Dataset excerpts
☆ ☆ ☆ ☆

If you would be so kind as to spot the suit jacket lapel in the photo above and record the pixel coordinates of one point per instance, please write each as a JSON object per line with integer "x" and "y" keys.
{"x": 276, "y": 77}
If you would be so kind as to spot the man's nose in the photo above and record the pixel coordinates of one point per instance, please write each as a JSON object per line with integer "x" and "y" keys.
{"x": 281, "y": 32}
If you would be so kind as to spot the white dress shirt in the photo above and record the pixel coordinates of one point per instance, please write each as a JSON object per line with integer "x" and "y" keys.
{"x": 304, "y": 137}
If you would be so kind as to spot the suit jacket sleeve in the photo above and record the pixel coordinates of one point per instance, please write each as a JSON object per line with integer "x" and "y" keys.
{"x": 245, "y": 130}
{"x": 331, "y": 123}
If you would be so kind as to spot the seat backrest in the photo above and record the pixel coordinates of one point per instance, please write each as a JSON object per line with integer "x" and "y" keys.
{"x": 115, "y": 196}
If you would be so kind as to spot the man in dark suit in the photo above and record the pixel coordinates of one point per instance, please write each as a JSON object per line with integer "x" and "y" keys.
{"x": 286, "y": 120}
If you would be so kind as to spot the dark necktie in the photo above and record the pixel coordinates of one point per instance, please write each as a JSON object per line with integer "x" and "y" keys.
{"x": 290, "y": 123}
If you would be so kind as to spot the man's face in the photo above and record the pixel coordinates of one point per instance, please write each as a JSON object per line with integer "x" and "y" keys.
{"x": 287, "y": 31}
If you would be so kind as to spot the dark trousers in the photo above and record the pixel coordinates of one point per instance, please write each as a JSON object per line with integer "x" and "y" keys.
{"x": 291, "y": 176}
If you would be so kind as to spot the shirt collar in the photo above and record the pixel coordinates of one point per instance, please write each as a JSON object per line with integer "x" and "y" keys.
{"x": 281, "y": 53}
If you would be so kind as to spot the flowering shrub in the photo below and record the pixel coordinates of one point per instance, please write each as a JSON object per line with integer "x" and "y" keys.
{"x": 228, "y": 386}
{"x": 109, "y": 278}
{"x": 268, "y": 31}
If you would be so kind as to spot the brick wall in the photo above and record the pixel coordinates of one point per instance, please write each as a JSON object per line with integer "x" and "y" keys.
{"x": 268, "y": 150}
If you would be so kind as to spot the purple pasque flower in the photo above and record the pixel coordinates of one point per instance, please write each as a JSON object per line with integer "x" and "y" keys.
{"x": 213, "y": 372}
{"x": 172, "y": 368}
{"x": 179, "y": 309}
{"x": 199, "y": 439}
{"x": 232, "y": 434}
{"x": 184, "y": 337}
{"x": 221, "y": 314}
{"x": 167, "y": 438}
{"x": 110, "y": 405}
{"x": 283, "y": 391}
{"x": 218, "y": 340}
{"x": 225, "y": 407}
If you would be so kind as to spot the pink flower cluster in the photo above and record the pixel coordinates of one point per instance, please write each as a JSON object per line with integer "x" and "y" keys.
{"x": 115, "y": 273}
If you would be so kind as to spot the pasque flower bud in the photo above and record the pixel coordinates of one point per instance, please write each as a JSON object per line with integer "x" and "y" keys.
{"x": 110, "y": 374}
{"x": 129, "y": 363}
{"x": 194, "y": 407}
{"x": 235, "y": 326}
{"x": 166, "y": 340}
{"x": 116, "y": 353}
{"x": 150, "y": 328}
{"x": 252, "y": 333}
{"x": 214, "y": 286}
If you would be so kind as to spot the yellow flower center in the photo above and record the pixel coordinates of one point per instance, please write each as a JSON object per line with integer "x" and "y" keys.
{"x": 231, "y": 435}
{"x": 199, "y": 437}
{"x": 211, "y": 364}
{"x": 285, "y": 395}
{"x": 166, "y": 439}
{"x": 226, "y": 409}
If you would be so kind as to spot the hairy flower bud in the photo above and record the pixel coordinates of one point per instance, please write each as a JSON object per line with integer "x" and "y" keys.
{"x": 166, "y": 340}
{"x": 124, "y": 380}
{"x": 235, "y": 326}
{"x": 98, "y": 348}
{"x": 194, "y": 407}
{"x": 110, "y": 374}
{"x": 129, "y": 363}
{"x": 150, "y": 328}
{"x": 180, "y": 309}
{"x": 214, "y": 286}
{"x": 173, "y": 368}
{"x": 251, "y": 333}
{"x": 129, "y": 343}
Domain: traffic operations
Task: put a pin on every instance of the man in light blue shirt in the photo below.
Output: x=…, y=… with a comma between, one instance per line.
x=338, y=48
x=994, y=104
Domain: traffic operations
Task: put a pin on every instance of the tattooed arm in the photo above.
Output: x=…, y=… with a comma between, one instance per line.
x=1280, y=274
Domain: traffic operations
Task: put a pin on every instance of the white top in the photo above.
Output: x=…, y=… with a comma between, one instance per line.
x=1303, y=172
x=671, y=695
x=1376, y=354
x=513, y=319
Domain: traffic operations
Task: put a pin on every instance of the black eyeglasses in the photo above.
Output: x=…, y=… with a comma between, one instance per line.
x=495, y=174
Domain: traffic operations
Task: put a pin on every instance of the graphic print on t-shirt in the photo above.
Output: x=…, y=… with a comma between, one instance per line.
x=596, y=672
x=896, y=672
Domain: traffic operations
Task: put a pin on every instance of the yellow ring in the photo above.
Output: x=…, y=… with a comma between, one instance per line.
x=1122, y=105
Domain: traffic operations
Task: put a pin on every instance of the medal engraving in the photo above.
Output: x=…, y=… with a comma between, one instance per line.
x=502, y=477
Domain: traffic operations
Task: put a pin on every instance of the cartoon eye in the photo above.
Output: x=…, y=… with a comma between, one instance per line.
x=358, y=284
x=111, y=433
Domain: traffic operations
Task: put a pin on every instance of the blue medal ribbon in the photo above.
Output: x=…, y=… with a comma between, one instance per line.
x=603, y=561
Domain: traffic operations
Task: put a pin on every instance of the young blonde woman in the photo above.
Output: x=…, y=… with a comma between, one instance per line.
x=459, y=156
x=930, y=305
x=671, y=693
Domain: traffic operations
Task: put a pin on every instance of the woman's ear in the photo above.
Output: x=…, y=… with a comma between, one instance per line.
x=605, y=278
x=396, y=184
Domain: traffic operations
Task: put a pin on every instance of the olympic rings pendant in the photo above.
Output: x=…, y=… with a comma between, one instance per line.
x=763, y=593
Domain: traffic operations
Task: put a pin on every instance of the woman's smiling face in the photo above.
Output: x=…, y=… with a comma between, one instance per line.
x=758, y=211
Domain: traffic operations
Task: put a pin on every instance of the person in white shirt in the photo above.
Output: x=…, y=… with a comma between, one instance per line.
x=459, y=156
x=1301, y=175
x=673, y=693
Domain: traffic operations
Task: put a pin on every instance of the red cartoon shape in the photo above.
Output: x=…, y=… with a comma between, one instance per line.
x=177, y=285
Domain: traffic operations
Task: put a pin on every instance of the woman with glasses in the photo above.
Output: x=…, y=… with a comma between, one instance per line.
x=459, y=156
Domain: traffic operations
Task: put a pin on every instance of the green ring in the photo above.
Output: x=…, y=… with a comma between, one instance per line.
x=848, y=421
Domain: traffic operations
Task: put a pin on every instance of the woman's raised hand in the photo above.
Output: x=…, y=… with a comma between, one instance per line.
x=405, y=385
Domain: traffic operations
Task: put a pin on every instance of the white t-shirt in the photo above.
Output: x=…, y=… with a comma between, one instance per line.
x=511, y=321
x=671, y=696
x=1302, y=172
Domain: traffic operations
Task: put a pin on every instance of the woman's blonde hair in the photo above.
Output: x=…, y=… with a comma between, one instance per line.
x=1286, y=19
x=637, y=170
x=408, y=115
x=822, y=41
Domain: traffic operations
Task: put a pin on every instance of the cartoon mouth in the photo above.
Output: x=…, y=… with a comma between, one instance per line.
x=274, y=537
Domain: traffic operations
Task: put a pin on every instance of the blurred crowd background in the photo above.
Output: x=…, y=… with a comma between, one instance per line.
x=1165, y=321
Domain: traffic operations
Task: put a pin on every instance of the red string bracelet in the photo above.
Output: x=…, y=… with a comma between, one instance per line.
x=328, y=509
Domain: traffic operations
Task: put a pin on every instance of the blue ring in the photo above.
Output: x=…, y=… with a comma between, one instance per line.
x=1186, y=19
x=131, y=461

☆ ☆ ☆ ☆

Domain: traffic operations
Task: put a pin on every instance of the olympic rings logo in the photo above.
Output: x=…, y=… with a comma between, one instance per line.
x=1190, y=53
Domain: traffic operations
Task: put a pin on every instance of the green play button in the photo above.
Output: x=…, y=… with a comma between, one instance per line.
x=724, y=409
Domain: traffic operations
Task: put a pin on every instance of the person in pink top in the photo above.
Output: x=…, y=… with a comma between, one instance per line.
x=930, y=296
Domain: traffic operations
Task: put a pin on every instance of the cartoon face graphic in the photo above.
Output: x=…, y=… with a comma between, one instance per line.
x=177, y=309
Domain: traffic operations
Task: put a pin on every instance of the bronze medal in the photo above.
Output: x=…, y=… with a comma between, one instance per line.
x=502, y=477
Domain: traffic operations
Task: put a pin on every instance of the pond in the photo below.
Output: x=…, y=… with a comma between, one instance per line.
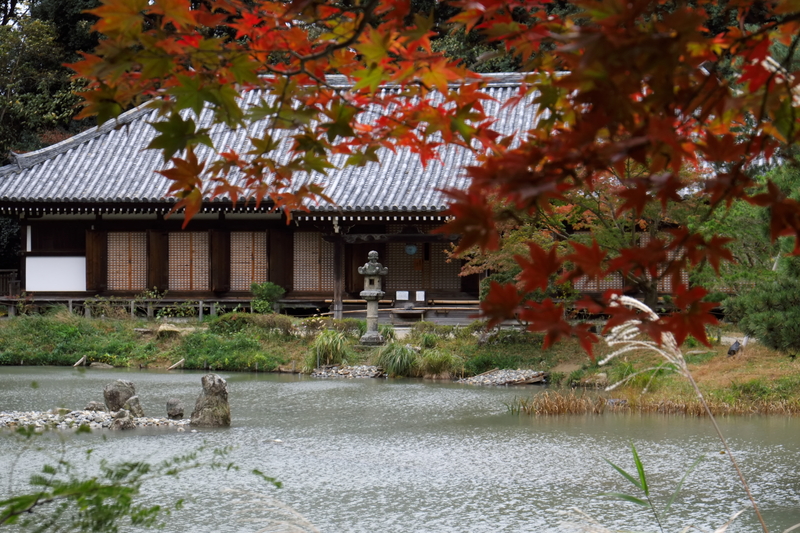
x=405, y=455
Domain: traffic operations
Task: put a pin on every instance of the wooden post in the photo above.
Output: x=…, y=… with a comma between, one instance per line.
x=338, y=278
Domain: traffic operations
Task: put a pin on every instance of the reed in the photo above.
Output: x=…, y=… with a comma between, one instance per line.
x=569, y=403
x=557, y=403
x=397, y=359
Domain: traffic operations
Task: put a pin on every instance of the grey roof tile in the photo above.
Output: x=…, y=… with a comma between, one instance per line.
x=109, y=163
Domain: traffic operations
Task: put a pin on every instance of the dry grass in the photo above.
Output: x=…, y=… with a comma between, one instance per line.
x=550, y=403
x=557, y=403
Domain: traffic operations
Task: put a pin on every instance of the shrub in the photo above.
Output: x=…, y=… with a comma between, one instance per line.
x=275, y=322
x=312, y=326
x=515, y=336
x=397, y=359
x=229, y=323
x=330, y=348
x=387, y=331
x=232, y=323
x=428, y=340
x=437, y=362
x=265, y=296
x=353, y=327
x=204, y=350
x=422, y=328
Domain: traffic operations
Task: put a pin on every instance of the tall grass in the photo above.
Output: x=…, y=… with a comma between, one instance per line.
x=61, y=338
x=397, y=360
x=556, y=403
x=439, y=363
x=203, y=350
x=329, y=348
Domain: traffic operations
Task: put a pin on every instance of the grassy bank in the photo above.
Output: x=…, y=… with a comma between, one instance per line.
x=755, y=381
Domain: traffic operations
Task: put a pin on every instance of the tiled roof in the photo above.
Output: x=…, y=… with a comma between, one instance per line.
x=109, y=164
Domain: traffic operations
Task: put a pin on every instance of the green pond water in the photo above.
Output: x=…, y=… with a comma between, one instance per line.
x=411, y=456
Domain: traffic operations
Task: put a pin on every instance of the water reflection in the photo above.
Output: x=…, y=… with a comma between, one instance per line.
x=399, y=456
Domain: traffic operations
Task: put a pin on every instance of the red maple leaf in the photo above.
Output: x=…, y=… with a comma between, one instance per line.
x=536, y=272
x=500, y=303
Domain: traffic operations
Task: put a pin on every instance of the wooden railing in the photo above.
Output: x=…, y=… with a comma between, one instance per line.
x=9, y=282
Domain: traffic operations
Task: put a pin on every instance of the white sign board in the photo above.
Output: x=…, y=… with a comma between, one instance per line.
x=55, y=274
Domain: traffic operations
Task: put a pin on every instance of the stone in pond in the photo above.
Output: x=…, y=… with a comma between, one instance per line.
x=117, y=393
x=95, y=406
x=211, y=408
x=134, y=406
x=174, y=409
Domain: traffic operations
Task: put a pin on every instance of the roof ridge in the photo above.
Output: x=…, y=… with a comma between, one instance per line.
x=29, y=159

☆ ☆ ☆ ☆

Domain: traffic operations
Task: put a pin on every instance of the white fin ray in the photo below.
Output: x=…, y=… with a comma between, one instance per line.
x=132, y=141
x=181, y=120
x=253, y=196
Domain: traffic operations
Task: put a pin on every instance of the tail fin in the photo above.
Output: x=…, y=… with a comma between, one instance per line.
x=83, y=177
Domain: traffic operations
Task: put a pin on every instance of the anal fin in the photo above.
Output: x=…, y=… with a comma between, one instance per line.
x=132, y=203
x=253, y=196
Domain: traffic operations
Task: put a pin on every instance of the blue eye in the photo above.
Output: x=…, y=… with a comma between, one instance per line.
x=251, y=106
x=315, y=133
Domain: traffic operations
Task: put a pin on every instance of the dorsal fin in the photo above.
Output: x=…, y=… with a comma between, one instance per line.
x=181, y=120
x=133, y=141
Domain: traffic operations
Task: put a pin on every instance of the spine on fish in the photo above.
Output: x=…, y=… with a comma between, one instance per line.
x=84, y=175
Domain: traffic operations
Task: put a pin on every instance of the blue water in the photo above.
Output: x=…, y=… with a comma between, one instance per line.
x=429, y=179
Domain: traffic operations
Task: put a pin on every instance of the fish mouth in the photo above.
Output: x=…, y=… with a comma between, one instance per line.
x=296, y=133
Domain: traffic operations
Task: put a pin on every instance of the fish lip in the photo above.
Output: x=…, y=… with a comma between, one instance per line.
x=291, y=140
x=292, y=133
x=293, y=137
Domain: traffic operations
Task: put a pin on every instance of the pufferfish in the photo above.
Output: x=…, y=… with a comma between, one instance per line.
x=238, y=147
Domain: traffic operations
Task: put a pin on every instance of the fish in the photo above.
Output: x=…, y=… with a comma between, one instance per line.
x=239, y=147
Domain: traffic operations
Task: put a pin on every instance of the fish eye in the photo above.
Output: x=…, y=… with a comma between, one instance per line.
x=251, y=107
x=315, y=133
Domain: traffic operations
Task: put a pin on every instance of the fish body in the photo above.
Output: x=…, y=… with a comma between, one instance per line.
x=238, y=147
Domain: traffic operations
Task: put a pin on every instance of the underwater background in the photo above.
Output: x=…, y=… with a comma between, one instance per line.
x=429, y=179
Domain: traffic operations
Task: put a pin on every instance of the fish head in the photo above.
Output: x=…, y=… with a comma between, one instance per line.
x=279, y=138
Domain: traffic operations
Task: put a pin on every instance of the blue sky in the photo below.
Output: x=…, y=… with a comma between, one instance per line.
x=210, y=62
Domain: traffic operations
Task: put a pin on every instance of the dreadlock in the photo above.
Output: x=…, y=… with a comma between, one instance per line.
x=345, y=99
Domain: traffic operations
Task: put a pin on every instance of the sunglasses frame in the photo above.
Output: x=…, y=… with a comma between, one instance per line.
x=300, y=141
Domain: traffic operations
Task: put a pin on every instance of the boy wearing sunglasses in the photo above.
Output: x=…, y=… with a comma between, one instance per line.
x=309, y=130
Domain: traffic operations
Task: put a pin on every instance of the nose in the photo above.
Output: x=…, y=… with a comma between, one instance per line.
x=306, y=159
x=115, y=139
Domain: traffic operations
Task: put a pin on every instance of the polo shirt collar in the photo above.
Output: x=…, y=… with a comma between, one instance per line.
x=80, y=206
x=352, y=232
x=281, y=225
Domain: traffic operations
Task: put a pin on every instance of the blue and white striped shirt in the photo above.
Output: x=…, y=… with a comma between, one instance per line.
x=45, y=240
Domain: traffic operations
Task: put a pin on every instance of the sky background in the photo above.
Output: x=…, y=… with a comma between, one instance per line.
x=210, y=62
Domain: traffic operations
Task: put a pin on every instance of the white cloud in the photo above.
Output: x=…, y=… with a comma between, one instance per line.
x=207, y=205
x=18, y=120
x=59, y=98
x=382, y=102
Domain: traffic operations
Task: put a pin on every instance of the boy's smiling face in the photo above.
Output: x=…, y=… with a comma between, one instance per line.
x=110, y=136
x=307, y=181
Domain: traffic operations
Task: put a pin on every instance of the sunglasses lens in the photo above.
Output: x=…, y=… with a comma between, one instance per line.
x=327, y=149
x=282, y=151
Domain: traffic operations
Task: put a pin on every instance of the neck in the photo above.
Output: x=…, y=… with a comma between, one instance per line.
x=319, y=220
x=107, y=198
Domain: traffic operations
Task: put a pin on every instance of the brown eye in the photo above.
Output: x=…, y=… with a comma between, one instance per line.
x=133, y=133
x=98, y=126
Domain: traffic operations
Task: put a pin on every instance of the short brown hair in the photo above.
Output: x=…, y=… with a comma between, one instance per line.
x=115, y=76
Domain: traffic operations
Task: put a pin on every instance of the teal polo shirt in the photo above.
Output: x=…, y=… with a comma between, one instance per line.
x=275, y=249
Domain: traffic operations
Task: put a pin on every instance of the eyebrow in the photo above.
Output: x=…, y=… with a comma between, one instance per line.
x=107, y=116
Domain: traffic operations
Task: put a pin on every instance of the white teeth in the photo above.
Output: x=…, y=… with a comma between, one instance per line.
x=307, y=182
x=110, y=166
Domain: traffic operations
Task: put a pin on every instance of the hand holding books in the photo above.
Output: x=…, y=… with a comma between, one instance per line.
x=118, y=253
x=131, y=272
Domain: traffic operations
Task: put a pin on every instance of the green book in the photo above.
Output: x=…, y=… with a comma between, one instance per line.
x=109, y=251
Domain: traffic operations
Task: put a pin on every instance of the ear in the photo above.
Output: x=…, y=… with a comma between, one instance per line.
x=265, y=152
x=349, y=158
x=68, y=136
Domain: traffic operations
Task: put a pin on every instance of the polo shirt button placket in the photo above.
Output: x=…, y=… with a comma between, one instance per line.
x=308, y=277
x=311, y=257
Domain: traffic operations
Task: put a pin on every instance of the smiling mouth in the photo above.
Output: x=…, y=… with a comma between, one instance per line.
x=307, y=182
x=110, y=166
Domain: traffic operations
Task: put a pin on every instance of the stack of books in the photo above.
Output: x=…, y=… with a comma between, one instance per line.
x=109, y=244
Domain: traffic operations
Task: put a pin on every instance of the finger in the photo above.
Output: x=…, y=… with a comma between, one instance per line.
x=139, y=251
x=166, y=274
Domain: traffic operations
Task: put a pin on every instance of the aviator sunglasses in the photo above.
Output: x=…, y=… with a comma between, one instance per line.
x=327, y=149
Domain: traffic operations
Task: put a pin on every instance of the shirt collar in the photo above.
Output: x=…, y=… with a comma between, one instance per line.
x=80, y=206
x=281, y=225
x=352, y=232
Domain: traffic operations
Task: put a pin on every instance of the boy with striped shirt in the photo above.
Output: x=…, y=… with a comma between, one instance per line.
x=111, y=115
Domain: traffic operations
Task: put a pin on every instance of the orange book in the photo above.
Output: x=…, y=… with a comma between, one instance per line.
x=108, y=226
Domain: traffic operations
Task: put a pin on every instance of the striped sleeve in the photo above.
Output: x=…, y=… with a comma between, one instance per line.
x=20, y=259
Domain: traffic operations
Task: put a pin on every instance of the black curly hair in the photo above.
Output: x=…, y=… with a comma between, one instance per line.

☆ ☆ ☆ ☆

**What the task requires**
Copy each line of the records that has "hand" in it.

**Result for this exercise**
Task: put a pin on every instance of the woman's raised hand in the photo above.
Task: put a pin on every instance of the hand holding books in the photo above.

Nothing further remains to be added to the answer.